Excerpts of location labeling data
** start **
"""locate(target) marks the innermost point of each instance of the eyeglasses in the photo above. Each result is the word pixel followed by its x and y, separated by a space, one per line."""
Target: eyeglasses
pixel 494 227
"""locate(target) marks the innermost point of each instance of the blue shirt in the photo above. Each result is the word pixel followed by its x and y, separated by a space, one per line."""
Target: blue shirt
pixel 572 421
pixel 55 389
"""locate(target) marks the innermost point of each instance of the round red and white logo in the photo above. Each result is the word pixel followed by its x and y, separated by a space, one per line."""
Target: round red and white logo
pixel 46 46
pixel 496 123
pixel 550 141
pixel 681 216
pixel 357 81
** end **
Please copy every row above line for line, with no changes.

"""locate(target) marks the innermost point of each instance of the eyeglasses in the photo above. Each result is the word pixel followed by its x and y, separated by a space, one per line."""
Target: eyeglasses
pixel 494 227
"""locate(target) marks the innermost point of each instance of the blue shirt in the photo above. Each result is the word pixel followed by its x and y, separated by a space, one per line."""
Target: blue shirt
pixel 572 421
pixel 55 389
"""locate(target) marks the innermost point of each instance of the round red and white logo in the photo above. Each result is the word pixel followed by its x and y, separated by a space, one per line."""
Target: round red and white logo
pixel 46 46
pixel 496 123
pixel 550 141
pixel 681 216
pixel 357 81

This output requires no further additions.